* _Text_
Eventually, after participating in various UK 'post mortem' meetings on the Somme tank fiasco, JB was formally installed at the London HQ of the Heavy Branch (Tanks) as a Staff Officer.
Third Battle of Ypres
On the 25th July 1917, JB was transferred with the 61st Division (2nd South Midlands) and joined Fifth Army in Flanders as a staff officer involved with preparations for, and participation in, the Third Battle of Ypres (Passchendaele). His exact role is unknown but presumably it had to do with deployment and field training for the 100 tanks assigned to the offensive. On the 27th July 1917, he presented his recommendations for the deployment of tanks in the Ypres offensive of the 31st July 1917.
The demise of J.B.
How JB killed himself on the 29th July 1917 is not in doubt – he shot himself in his right temple with his own British Army issue pistol whilst walking in the open countryside near his base. But exactly why he killed himself is another matter entirely. That it was not in any way an unfortunate accident is made clear by the fact his first attempt at suicide failed because of a faulty round, and he had to activate the trigger a second time to do the deed.

* _Information shown_

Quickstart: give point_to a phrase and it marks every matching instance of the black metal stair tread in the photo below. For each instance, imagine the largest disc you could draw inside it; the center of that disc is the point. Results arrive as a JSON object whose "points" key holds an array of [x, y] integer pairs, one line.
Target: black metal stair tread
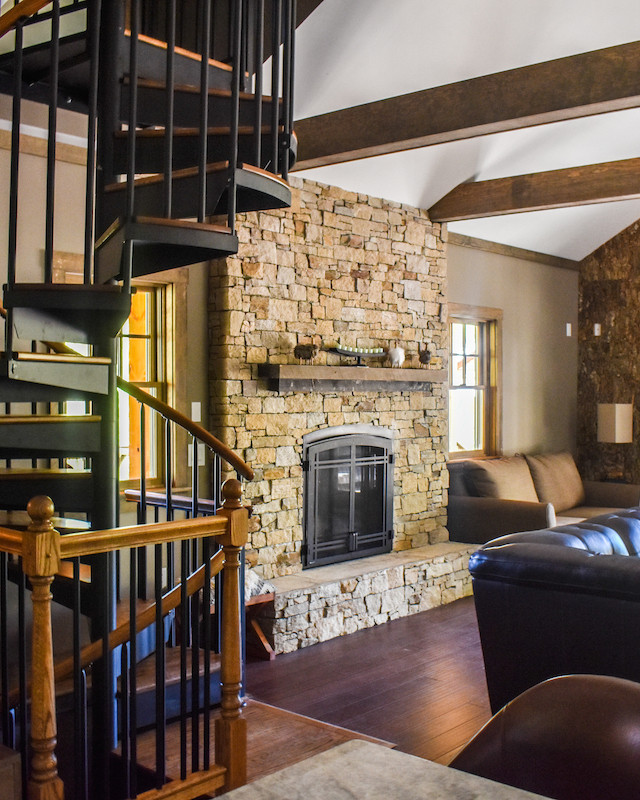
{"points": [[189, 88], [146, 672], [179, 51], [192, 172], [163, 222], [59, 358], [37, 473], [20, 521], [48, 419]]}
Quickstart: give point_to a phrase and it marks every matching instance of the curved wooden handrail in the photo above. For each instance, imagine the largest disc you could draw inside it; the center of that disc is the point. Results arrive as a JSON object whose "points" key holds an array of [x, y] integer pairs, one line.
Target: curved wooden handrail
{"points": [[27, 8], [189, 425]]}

* _Work to complete_
Extend the account of JB's wartime service and death, picking up after its final sentence.

* _Written answer_
The most charitable and likely explanation for his suicide is that he was one of the many cases that we would today describe as 'Post Traumatic Stress Disorder (PTSD)'. Or what was already in 1917 being widely called 'Shell Shock' by the soldiers on the Western Front and their families on the Home Front. However, even at this late stage of the war military doctors were still diagnosing officers with shell shock by euphemisms such as 'Effort Syndrome' (ES) and 'Disordered Action of Heart' (DAH). Definitely, JB was in a depressed state after the tank fiasco at the First Battle of the Somme for which he was clearly blamed in some way. Also, perhaps he feared that the same thing would happen with the British Third Ypres offensive (Passchendaele) that began just two days after his death.
It seems JB was just another tragic casualty of the stresses and strains of total war that few men in his place could face with equanimity.
Conclusion
Readers will have observed that these notes on JB are rather sketchy for which there is a simple explanation. Unless there were really extenuating circumstances, Great War soldiers who deliberately chose to commit suicide on active service were not usually respected or openly mourned by the military establishment or their comrades-in-arms. And this was particularly the case with suicide commissioned officers whom were seen to be cowardly in abandoning their men in extremis. Such soldiers were usually quickly forgotten and all mention of them minimised in the military records.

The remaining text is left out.